节选文字 =
他青年期因我而产生的各种苦难是这次得病的远因;学校被夺是近因。远因、近因戕害了他,留下苦果,让我永尝。
二、新啼痕压旧啼痕
与我风雨同舟的、最心爱的儿子永远地离我而去了,每当想起,真是“新啼痕压旧啼痕”。在他离去后,我去深圳接收了他自己尚未享受过的新房,他的身影无时无刻不在我眼前。为了从伤心中拔出来,我开始把自己溶入深圳鲜亮的百花中。可每当我到处去看花,坐在汽车上时,仿佛他就在我身边,我想拉拉他的手,可是什么也没有,痛楚之泪即刻盈眶,我悄悄地把头转向窗外,不能让人看到我的泪光。在2000年冬天我含着美好的和痛心的回忆写完了诗集《百花吟》。其中《粉菠萝》一首,就蕴蓄着我对建一儿深深的怀念。
粉菠萝
亮红肥胖的花柱,
半掩于厚厚的绿叶中。
仿佛被襁褓裹住的婴儿,
只露出天真的笑容。
我也有过这种幸福,
那是永不会消失的梦:
我躺在妈妈的怀抱,
儿子熟睡在我的胸前。
1998年7月1日,在八宝山为建一开了追悼会,所有的亲友都来了。他的五个舅舅,舅母,小姨,姨夫。表舅表姨,表姐妹,侄女,外甥女。他的后母刘汉生,他的姑姑、姑父,表兄。他的同学好友:于志全,张俊雄,韩柯雷,李一波,刘英武,马键,刘碧玛,常汝琪,金学新等都来了,大家怀着沉重的心情向建一告别,在八宝山人民公墓最突出的地方,我为建一立了块汉白玉石碑。将他未完成的愿望刻入
碑文:多少愿
留待九宵谋
还似旧时讲座上
口若悬河意气遒
雷电共歌讴
建一的同父异母的妹妹,美籍著名作家查建英也来信痛悼其二哥,小英信中说:“得知二哥于6月28去世的噩耗,极为震惊和悲痛我喜欢建一,不仅因为他是我哥这层亲情关系,还因为我喜欢他这个人,他实在是个生命力十足,有着强烈的个性色彩和聪明、敏捷、开朗乐观的人,甚至连他的弱点,在我看来都很可爱、很有趣。从小到大,在每年的聚会当中,建一给我带来了多少笑声,多少快乐啊!”
唉!建一于亲人,于朋友,于社会都是个可爱的人,上帝那么早将他地收走,莫非上帝也喜欢他?

所示数据 =
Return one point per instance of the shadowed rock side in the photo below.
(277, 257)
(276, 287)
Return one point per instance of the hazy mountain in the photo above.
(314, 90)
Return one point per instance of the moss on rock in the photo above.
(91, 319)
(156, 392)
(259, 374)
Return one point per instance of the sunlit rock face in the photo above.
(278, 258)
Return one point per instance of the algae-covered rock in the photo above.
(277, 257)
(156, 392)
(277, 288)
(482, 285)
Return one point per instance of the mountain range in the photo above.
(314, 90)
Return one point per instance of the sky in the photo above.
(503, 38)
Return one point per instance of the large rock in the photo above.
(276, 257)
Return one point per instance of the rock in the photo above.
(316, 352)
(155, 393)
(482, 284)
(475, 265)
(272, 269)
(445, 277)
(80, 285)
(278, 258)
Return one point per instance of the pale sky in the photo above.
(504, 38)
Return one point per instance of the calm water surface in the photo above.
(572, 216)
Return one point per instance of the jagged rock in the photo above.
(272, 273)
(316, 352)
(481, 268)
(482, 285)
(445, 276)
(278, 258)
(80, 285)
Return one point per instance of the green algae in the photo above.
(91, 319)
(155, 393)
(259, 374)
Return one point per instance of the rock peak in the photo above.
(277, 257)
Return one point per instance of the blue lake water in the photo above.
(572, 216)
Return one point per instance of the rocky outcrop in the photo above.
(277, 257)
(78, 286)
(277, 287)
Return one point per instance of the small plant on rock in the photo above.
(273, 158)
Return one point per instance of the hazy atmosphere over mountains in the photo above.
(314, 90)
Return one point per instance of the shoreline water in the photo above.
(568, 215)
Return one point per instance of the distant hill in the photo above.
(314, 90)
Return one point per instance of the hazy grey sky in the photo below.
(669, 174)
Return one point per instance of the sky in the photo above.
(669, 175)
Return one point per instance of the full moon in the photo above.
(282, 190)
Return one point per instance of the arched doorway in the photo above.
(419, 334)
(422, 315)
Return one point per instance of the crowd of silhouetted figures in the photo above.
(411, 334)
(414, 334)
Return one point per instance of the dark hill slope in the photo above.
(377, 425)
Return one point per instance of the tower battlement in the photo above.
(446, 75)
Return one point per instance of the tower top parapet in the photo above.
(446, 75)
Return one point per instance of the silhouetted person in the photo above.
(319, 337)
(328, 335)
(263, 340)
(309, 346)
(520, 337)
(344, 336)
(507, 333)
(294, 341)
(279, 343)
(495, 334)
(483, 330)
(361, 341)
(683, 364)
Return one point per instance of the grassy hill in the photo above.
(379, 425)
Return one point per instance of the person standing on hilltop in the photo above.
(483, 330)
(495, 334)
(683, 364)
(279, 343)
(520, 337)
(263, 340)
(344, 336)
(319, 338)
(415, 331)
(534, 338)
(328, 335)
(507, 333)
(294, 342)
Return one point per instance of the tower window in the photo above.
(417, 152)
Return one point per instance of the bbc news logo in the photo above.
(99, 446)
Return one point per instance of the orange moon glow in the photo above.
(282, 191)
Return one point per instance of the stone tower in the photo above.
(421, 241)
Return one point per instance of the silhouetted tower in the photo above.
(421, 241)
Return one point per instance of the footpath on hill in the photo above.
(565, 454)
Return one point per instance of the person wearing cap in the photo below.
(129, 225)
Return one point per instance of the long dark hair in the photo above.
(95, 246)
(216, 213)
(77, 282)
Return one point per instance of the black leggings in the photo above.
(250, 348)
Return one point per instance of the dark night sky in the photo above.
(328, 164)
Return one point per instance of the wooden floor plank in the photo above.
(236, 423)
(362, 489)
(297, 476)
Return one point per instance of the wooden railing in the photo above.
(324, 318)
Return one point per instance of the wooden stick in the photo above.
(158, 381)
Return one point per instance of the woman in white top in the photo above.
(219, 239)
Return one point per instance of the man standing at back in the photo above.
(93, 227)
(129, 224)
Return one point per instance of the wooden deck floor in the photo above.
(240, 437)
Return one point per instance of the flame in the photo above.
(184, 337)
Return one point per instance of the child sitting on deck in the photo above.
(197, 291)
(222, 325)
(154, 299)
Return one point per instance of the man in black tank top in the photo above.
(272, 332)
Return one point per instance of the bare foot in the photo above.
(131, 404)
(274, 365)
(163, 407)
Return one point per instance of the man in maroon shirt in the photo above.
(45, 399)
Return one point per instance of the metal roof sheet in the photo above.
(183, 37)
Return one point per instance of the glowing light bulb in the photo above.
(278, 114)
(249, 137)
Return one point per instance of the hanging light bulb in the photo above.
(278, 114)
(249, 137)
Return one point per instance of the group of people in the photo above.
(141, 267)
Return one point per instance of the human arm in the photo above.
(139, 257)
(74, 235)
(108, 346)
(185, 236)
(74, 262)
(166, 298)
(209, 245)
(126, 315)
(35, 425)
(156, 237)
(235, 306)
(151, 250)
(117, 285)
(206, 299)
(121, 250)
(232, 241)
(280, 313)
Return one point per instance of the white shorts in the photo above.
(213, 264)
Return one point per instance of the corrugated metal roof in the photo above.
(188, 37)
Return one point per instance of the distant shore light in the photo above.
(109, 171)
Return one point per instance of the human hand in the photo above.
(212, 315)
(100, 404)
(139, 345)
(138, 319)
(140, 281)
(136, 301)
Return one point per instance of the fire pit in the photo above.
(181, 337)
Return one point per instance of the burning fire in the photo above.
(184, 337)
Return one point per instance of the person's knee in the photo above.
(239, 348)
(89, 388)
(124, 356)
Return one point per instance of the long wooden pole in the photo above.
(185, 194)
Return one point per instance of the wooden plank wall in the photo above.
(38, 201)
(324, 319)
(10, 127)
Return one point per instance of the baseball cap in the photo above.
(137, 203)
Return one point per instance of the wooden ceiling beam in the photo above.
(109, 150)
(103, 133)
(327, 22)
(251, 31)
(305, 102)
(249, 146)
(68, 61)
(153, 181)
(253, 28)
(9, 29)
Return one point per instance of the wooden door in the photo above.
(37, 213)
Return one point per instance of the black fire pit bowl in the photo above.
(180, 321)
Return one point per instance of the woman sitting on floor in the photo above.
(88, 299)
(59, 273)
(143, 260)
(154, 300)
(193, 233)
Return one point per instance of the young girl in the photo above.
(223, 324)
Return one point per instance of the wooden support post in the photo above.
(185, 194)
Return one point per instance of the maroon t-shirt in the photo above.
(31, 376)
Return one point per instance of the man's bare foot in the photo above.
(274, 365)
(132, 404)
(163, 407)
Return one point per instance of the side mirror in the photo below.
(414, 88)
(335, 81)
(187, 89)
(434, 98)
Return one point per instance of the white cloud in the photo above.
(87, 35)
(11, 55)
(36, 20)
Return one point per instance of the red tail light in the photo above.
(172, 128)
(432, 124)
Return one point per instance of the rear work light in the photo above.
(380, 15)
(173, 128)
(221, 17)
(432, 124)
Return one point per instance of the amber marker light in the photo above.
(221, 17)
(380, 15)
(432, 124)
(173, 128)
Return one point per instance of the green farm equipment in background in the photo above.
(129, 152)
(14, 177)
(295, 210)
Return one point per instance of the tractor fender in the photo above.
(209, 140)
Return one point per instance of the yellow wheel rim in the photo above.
==
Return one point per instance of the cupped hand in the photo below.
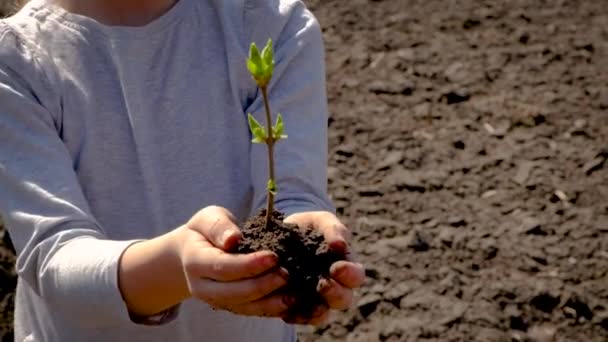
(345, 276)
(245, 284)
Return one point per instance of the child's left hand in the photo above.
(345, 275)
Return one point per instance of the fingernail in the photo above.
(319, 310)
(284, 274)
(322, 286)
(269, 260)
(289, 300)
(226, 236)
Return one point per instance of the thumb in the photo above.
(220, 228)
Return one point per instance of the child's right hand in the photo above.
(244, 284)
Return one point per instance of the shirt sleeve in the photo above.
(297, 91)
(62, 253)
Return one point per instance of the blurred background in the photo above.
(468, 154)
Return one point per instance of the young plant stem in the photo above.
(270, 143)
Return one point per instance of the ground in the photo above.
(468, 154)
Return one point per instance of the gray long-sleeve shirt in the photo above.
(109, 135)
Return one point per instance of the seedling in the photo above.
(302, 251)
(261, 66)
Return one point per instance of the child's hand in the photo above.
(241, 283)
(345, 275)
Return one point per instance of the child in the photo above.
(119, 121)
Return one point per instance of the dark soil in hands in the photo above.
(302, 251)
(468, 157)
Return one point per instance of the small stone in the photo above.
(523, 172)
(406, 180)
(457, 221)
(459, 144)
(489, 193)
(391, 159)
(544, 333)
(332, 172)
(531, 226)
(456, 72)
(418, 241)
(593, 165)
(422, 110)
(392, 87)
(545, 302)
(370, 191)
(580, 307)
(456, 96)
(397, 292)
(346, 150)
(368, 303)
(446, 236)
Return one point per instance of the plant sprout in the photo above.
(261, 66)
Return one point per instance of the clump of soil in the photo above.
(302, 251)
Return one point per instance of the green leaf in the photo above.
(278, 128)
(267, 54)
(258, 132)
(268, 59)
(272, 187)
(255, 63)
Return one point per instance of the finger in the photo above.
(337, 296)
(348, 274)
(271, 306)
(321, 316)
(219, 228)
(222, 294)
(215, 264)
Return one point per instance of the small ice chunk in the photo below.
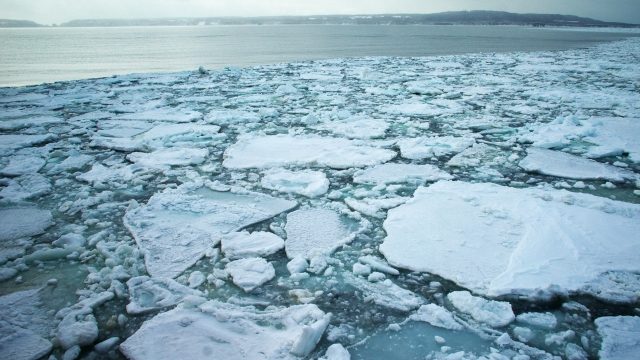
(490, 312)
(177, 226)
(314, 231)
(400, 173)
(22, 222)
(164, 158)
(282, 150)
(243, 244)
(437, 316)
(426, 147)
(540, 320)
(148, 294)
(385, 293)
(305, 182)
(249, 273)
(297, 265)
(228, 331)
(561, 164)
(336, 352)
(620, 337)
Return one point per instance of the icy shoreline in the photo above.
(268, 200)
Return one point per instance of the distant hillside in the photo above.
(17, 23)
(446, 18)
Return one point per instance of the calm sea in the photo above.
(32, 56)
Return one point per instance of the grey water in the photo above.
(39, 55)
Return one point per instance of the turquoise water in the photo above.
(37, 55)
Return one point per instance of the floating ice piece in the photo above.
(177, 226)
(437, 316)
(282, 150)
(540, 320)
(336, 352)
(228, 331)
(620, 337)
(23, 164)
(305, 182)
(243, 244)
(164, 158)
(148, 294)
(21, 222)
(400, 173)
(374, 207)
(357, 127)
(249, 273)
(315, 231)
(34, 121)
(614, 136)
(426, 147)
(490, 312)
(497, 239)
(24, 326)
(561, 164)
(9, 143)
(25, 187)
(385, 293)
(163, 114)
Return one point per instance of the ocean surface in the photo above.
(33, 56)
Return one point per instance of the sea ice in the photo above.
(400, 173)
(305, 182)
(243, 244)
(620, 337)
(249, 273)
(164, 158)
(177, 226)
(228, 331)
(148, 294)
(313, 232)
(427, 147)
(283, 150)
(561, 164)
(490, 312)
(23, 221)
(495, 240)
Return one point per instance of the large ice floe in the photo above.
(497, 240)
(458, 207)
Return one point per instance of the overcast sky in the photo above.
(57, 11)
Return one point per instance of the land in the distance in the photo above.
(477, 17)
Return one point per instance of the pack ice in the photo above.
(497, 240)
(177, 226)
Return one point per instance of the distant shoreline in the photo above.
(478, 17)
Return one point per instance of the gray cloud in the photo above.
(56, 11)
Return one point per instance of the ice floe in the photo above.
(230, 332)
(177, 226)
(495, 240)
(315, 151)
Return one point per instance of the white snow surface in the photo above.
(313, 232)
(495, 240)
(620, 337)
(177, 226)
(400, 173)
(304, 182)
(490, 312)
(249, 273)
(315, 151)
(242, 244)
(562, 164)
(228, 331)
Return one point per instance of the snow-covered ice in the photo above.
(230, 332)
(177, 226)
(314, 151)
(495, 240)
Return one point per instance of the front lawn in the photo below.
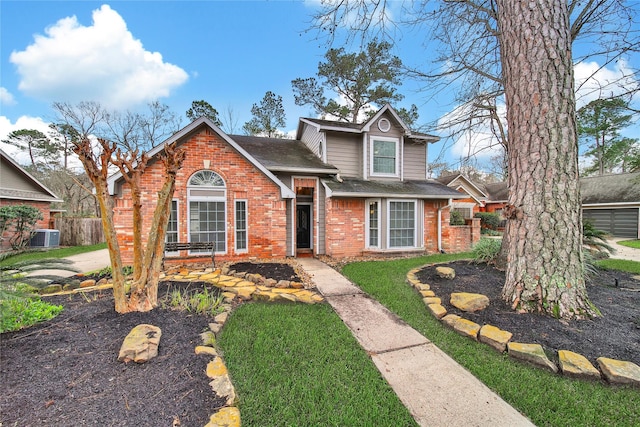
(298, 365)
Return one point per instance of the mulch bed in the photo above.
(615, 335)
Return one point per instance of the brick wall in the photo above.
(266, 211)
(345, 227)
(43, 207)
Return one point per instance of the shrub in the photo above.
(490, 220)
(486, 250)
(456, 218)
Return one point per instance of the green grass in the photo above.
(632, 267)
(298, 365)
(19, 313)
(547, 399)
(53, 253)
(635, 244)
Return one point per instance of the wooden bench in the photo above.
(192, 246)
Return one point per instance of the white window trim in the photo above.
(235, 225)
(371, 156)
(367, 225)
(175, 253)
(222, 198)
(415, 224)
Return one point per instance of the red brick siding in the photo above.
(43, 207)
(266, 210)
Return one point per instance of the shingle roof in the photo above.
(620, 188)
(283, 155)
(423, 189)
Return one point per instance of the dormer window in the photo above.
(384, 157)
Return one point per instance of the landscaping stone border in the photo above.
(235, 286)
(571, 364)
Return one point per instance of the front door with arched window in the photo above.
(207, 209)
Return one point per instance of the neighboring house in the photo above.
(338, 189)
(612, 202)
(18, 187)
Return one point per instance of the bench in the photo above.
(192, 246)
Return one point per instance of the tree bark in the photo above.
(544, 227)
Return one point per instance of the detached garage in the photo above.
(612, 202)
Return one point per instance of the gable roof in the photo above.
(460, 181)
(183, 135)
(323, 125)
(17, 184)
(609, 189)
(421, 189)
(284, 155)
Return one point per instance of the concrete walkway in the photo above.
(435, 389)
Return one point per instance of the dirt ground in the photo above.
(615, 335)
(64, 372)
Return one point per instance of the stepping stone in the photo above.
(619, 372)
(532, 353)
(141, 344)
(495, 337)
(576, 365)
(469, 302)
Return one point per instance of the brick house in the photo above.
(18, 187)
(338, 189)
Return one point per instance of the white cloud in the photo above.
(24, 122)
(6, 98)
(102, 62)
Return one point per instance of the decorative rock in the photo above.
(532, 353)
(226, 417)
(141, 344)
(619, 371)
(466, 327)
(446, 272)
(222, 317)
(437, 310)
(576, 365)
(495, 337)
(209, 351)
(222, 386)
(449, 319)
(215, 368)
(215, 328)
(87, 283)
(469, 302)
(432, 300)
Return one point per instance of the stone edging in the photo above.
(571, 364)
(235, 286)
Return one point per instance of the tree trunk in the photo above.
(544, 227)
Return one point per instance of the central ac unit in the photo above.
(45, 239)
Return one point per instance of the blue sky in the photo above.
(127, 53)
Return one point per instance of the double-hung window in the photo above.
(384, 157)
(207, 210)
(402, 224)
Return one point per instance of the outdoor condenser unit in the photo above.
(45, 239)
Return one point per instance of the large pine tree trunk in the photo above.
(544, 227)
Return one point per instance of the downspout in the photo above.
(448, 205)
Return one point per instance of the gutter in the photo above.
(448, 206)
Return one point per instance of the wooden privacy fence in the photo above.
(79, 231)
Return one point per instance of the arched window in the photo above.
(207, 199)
* * *
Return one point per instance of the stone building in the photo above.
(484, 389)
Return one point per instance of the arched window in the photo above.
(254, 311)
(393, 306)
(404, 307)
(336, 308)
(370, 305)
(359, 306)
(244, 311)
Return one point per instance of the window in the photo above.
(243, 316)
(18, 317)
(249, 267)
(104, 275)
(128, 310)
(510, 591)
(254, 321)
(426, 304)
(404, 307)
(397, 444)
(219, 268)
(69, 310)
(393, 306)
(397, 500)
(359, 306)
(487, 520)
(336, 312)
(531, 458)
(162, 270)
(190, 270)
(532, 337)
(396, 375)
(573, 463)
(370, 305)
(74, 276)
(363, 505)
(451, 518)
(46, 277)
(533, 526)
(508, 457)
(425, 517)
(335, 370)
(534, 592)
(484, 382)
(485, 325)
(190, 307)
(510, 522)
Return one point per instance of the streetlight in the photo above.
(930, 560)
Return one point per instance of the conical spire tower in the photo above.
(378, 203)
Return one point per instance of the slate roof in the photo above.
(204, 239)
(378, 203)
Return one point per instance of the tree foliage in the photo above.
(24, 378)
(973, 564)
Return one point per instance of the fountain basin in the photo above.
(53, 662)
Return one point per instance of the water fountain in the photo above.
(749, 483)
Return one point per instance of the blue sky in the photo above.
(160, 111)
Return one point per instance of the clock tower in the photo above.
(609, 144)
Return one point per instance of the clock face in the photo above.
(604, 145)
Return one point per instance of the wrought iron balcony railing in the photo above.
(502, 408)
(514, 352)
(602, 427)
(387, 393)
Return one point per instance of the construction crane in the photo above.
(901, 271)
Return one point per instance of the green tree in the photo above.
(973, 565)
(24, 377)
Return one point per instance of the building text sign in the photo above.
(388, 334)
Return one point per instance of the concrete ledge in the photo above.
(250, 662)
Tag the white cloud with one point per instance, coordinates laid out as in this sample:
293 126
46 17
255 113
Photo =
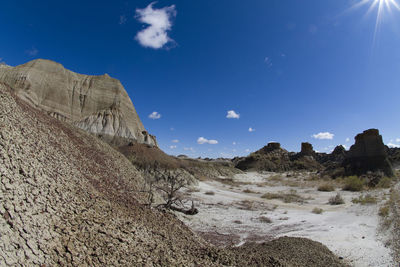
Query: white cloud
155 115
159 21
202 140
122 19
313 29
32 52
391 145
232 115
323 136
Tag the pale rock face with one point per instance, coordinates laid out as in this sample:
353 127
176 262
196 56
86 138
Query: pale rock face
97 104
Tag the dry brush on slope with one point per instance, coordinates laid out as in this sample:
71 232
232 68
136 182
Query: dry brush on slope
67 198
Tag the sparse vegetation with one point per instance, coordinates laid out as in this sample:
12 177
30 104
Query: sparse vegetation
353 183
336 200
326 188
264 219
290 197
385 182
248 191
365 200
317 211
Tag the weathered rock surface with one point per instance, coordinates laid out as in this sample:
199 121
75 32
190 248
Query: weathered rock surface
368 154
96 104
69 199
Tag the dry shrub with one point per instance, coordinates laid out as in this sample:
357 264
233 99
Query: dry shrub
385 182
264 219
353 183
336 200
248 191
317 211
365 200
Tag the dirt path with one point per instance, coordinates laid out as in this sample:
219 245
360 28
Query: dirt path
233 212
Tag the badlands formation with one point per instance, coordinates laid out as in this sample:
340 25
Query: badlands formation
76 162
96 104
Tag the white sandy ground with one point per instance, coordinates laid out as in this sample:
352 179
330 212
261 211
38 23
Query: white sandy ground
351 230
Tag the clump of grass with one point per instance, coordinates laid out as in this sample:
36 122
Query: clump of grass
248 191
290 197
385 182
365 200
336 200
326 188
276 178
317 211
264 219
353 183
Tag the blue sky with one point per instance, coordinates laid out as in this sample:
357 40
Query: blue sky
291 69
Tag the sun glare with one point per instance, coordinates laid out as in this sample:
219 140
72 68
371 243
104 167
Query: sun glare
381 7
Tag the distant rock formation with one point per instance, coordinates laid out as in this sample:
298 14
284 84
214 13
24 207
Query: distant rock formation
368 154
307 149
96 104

任务说明 =
1/ 用两句话概括节选文字的内容。
2/ 根据节选文字回答下列问题，每题一行：
(a) 建一的追悼会在哪一天、什么地方举行？
(b) 作者在哪一年冬天写完了诗集《百花吟》？
(c) 查建英与建一是什么关系？
3/ 接着这篇悼念儿子建一的文字的最后一句往下写一段。

参考答案 =
1/ 作者最心爱的儿子建一去世后，作者去深圳接收了他未住过的新房，并于2000年冬天写完诗集《百花吟》，其中《粉菠萝》一首寄托着对他的怀念。1998年7月1日，亲友们在八宝山为建一开了追悼会，作者为他立了汉白玉石碑，他同父异母的妹妹查建英也来信痛悼。

2/
(a) 1998年7月1日，在八宝山。
(b) 2000年冬天。
(c) 她是建一同父异母的妹妹。

3/
建一已离去8年,每年清明我和他春歌妹妹都去给他扫墓。值得安慰的是在他离去的第二年忽然收到从建一故居转来的一封信,拆开一看,是他早年女友小雨的来信。我回信给小雨,告知建一已去世,她忙从外地跑来向我询问详情,并告知她的丈夫与建一同年病逝,她姐姐劝她从悲痛中走出来,去打听一下建一情况。没想到她的命运如此悲苦,刚想重燃生活欢乐的烛光,却顷刻熄灭。从此,她加入了清明时节对建一的悼念。2005年清明时,她又抽空来京了。我同她到了北京八宝山人民公墓建一的碑前,她如每次一样从远处水管一次一次地搓洗毛巾,将建一的汉白玉的大碑搽得干干净净,连碑前的两个玉石狮的每条发隙都除净灰尘显出亮光。她搽净墓碑,摆上鲜花,我俩就站在碑前祭悼亡人。小雨突然从书包里掏出她写给建一的一封信,在墓前烧了。小雨的泪水随纸灰飘在墓碑上,她的痴情使我为建一在天之灵欣慰。儿子!你终于拥有真实的爱情。但我埋怨小雨为什么不给我看看信呢?她说回去后将底稿寄来。不久我收到她给建一信的底稿。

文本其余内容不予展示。